What is asked:
Rewrite every row with "narrow vertical window" changed to "tall arched window" and everything else left unchanged. Omit the pictures from the output.

**** Supplied material

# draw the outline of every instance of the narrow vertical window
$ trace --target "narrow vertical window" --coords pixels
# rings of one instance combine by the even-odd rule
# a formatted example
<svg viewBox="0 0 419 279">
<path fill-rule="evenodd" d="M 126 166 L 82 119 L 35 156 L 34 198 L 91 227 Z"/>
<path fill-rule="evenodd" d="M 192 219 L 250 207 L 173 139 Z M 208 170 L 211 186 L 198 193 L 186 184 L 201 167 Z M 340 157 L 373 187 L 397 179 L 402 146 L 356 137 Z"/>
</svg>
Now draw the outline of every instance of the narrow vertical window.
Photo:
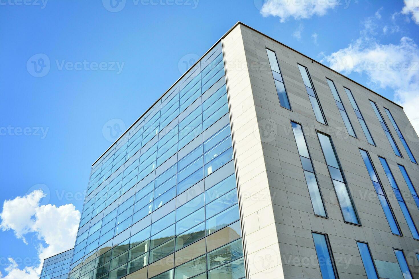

********

Task solution:
# draw the outline of every instance of the tall arched window
$ trace --target "tall arched window" --coords pixels
# rings of one instance combine by the even-odd rule
# a formatted example
<svg viewBox="0 0 419 279">
<path fill-rule="evenodd" d="M 126 166 L 82 119 L 35 156 L 34 198 L 91 227 Z"/>
<path fill-rule="evenodd" d="M 192 219 L 250 207 L 173 139 Z M 208 170 L 211 186 L 198 193 L 186 184 L 201 167 Z M 340 157 L 373 187 L 397 179 L 402 146 L 356 137 Z"/>
</svg>
Now draw the outline of every instance of the tall arched window.
Photo:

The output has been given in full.